## JOB 1
According to the passage below on Polish labor protests in 2003, how many working hours were lost through strikes that year?
## JOB 2
Carry on the passage below on Polish labor protests in 2003, picking up after its final sentence.

## SOURCE
★ ★ ★ ★ ★ ★ ★

According to data collected by the Ministry of the Economy, Labour, and Social Policy (Ministerstwo Gospodarki, Pracy i Polityki Społecznej, MGPiPS), there were 966 work-related 'protest actions' in 2003, a 48% increase on 2002 (when there were 651 protests). 'Protest actions' include all types of strike (strikes proper as well as warning strikes, solidarity strikes, sit-ins etc) as well as demonstrations, marches, picketing, road-blocks, occupation of buildings etc. Of the various types of protest actions, demonstrations (18% of all protests) and picketing/blockading of roads (15%) were resorted to most frequently in 2003, while strikes proper accounted for only a small percentage of the protests.
According to data from the Central Statistical Office (Główny Urząd Statystyczny, GUS), there were 24 strikes in 2003, up from a single strike in 2002 (PL0307103N). The 2003 strikes involved a total of 3,000 employees - 18.5% of the combined workforce of the enterprises and institutions in which these strikes took place. The strike participation figures for employees performing manual/physical labour was broadly similar to the overall picture, with only a fifth of manual workers joining strikes held at their employing establishment. Commentators suggest that this might be taken as suggesting a waning of the working class militancy displayed in major protests in 1980-1 and later years.
Overall, 52,400 working hours were lost through strikes in 2003, an average of 17 hours per strike participant. The longest strike, held in a comparatively small garment business, went on for 20 days. Of the 24 strikes held in 2003, 15 were in industry, seven in services and two in transport.
The type of protest most frequently seen in 2003 involved disgruntled farmers blockading roads, ranging from access routes to the local granary to national highways. Most of these events were concentrated in the first months of 2003, particularly in February. On some days, the Wielkopolska region of western Poland was affected by 50 road-blocks at once. Many were staged, perhaps surprisingly, by relatively prosperous farmers, who own farms that, while not necessarily large, are well-equipped and turn a profit. This group was most worried at the prospect of excessive liberalisation of agricultural policy and feared the results of Poland’s imminent accession to the European Union.
Protests in the mining and metalworking industries simmered throughout 2003. Towards the end of summer, protests broke out in the healthcare sector over planned changes to the legal status of the organisational units of the national health system. In November 2003, the Independent and Self-Governing Trade Union Solidarity (Niezależny Samorządny Związek Zawodowy Solidarność, NSZZ Solidarność) organised what it referred to as 'nationwide days of protest against the antisocial policies of the government', which attracted some 60,000 participants - a respectable number by Polish standards, although the organisers had apparently hoped for more.
Main protests
According to a report prepared by the Ministry of the Economy, Labour, and Social Policy (Informacja na temat akcji strajkowych w Polsce w roku 2003, Piotr Bogusz), in terms of sectors and groups, the largest protest actions in 2003 were held in agriculture, mining and healthcare, and by taxi drivers and unemployed people.

★ ★ ★ ★ ★ ★ ★

## DATASET
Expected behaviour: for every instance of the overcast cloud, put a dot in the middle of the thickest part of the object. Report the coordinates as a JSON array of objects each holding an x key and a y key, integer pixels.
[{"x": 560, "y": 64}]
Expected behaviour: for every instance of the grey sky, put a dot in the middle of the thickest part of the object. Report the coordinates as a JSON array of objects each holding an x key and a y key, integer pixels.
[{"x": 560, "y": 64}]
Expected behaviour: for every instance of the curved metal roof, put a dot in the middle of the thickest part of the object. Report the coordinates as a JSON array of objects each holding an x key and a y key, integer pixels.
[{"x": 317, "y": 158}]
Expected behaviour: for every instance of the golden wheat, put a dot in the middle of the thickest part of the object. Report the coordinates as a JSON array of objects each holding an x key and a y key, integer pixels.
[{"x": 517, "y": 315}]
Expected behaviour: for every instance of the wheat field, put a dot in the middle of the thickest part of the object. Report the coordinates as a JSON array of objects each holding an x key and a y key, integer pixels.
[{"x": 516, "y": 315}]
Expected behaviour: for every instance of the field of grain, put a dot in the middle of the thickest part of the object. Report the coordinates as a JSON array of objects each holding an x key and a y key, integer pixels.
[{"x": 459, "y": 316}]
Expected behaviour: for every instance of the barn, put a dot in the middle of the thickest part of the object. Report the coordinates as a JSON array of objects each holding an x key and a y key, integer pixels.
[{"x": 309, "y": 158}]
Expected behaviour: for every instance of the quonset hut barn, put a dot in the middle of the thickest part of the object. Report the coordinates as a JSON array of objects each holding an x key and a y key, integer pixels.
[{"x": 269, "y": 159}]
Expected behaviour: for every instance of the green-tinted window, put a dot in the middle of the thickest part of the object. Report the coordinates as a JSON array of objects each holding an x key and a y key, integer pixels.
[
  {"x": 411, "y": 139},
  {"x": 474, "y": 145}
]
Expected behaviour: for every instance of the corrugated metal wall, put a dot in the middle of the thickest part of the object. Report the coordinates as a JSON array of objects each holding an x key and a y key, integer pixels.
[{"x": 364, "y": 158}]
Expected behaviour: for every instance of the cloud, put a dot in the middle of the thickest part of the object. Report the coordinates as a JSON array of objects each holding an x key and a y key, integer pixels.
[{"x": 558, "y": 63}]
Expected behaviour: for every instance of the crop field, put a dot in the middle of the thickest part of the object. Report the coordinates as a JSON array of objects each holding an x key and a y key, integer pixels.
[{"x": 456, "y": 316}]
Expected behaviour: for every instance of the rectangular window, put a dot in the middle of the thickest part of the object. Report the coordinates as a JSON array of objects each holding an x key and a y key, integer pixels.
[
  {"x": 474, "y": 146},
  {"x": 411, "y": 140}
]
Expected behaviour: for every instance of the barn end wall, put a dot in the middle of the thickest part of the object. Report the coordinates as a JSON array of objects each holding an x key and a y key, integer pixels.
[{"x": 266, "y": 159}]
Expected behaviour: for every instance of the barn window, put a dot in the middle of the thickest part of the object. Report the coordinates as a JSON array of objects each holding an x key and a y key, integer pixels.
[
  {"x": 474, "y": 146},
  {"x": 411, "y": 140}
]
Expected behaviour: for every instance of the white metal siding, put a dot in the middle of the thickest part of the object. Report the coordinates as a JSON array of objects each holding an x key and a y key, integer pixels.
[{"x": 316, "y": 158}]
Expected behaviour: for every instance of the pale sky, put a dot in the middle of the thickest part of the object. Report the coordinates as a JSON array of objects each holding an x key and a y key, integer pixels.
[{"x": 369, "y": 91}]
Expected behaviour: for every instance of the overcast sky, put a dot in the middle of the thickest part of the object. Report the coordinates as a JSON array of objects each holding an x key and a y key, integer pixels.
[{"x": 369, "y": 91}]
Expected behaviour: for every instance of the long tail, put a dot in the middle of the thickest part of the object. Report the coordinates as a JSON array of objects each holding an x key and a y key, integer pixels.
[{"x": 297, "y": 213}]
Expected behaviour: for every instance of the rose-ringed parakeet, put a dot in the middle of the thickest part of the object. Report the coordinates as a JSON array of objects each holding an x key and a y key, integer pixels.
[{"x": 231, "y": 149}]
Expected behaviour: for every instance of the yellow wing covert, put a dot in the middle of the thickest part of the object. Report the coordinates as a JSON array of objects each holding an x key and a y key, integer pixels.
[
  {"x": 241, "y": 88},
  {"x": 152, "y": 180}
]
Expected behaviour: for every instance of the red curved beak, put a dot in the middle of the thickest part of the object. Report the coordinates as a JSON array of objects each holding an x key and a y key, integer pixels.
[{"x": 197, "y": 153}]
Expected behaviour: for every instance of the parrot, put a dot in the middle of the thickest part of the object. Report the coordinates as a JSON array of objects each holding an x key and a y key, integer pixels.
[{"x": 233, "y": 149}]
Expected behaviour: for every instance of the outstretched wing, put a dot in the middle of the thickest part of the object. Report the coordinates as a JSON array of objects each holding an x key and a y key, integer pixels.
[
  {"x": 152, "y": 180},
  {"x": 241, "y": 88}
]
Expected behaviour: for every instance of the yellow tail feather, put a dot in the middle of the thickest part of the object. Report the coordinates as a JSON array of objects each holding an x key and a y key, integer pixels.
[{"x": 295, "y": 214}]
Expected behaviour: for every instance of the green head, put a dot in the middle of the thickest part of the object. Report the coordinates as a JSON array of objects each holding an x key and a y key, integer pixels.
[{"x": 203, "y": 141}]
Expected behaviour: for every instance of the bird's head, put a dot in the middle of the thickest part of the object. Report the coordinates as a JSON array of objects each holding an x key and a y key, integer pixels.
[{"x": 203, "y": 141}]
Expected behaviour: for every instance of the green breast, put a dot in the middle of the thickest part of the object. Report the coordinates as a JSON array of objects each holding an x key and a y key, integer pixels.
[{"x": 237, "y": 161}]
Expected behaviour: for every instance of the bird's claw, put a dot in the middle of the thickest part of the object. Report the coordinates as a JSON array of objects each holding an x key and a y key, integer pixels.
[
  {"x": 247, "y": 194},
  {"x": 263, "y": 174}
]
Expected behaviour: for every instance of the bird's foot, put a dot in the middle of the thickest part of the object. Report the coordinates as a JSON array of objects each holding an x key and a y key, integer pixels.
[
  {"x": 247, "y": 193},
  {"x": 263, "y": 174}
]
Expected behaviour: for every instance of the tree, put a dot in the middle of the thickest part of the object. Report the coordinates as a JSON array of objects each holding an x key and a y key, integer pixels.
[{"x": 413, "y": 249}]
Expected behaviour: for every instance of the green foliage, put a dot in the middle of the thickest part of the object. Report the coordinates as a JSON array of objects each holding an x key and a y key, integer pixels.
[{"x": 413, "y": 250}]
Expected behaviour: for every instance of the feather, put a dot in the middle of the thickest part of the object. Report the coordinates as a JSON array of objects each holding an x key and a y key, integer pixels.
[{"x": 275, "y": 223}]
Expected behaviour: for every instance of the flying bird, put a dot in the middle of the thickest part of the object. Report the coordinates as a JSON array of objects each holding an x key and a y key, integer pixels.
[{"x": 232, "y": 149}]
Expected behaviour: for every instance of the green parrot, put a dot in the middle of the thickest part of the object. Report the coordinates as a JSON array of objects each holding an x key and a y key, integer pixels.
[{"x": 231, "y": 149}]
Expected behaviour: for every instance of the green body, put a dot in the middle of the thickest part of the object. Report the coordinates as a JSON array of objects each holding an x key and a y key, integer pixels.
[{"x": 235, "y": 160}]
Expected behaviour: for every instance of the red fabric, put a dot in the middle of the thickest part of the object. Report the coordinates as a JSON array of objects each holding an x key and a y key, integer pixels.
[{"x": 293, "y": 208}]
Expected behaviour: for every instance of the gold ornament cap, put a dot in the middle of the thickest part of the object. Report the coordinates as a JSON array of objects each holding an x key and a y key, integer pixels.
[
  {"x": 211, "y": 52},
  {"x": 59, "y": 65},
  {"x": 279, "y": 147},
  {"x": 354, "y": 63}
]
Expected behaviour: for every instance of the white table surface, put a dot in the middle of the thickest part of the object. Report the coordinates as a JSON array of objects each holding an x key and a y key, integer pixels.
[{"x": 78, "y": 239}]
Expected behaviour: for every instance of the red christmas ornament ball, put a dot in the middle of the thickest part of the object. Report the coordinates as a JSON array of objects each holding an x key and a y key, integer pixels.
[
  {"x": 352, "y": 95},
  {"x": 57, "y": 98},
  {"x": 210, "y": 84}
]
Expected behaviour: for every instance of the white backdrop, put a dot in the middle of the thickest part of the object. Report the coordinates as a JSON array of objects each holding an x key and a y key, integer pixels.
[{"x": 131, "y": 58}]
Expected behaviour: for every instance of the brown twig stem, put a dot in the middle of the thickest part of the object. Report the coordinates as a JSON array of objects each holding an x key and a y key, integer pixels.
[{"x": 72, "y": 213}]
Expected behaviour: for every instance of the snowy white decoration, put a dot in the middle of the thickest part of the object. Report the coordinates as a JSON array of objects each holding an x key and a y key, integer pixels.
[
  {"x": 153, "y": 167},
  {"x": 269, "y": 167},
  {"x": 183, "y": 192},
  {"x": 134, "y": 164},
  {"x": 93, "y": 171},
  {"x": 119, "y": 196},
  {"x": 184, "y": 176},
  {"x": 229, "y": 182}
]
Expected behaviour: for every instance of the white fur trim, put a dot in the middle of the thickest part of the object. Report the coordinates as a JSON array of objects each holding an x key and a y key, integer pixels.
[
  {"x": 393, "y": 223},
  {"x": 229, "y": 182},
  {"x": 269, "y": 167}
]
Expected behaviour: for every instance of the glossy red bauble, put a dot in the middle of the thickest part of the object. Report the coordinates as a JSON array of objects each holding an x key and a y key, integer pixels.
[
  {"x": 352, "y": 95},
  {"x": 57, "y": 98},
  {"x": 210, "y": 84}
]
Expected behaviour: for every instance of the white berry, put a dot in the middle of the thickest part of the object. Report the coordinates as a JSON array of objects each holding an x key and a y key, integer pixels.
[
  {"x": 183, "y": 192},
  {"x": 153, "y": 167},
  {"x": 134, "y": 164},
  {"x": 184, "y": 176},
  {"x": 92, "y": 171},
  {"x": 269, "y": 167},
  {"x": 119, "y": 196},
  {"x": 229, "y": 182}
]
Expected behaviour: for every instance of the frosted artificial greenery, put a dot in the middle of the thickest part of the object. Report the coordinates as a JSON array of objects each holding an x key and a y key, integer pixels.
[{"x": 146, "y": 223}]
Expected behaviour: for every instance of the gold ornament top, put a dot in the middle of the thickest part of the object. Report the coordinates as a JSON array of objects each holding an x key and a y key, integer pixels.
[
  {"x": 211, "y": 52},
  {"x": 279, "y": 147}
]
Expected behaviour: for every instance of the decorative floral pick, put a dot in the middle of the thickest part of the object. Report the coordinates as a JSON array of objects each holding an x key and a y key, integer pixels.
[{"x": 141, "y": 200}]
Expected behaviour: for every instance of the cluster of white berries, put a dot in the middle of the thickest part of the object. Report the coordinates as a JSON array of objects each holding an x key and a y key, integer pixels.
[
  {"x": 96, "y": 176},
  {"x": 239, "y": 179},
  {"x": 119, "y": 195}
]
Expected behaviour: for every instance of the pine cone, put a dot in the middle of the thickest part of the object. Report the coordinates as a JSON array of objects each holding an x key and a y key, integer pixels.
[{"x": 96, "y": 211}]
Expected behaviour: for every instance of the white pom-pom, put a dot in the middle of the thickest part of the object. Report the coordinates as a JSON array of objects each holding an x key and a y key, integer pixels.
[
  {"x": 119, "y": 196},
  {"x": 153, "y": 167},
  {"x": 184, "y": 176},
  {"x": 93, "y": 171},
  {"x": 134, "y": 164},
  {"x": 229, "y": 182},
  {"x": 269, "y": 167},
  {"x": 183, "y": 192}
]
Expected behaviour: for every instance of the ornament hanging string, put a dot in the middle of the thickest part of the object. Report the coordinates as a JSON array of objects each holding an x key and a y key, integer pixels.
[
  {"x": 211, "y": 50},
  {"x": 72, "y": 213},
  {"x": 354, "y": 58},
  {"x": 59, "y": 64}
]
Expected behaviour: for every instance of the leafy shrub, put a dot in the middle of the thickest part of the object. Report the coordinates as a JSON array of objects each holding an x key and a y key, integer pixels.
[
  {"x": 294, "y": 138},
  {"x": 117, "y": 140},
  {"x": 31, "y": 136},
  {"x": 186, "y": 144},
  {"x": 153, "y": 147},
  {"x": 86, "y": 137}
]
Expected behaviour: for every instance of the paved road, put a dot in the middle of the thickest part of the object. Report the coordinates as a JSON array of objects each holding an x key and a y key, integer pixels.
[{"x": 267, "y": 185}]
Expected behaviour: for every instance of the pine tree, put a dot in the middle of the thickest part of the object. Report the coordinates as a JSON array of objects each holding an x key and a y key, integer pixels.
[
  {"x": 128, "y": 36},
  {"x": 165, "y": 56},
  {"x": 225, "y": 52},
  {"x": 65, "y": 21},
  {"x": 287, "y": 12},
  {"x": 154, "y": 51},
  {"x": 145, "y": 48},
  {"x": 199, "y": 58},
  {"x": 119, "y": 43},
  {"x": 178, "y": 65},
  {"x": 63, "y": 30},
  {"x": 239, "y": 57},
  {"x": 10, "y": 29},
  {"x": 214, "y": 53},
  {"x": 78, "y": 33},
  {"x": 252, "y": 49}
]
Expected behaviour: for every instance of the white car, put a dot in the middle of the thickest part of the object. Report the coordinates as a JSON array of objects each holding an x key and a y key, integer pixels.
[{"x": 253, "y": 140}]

★ ★ ★ ★ ★ ★ ★

## OUTPUT 1
52,400 working hours.

## OUTPUT 2
Agriculture. Protests were organised by the Self-Defence (Samoobrona) movement, the Independent and Self-Governing Trade Union Solidarity of Individual Farmers (Niezależny Samorządny Związek Zawodowy Rolników Indywidualnych Solidarność, NSZZ Solidarność RI), the Polish People’s Party (Polskie Stronnictwo Ludowe, PSL) and other organisations (PL0407104F). The most notable demands included calls for the state to buy up all agricultural produce in order to intervene in a difficult market, and to hinder the establishment of industrial-scale pig farms by foreign companies. There was also a series of demands relating to Poland’s EU accession, most particularly with respect to direct subsidies.
Mining. In August 2003, Kompania Węglowa (KW), one of the holding companies established to administer Poland's coal mines, took the decision to halt extraction at four of its mines, despite strikes and protests by all the main trade union organisations represented (PL0309105N). These various protests were orchestrated by the national hard coal section of NSZZ Solidarność with the assistance of some smaller unions, which had set up a convened a protest coordination body in December 2002. They demanded that extraction be continued at those mines which still have usable seams. In September 2003, 10,000 miners held a protest march in Warsaw, which culminated with the smashing of windows at the Ministry of the Economy, Labour, and Social Policy building (PL0310103F).
Healthcare. In mid-2003, the healthcare section of NSZZ Solidarność and the National Labour Union of Nurses and Midwives (Ogólnopolski Związek Zawodowy Pielęgniarek i Położnych, OZZPIP) staged a protest against the proposed transformation of local healthcare entities into public companies (PL0311102N). Doctors in some regions protested against the insufficient financing of their contracts.
Taxi drivers. A Nationwide Protest Committee of Taxi Drivers and Transport Workers (Ogólnopolski Komitet Protestacyjny Taksówkarzy i Transportowców) organised, in October and November 2003, large protests in three major cities. They expressed their opposition to a new obligation to instal tax-certified cash registers in their vehicles (PL0311104N).
Unemployed people. In mid-2003, the Movement for Defence of the Unemployed (Ruch Obrony Bezrobotnych) staged a 'star march' on Warsaw, with columns of protesters converging on the capital from different directions. The unemployed people were demanding that their representatives take part in sessions of the Tripartite Commission for Social and Economic Affairs (Komisja Trójstronna do Spraw Społeczno-Gospodarczych) (PL0210106F). They also called for the creation of a crisis team to tackle unemployment issues and for amendments to the recently adopted Act regarding employment and counteraction of unemployment (PL0405105F).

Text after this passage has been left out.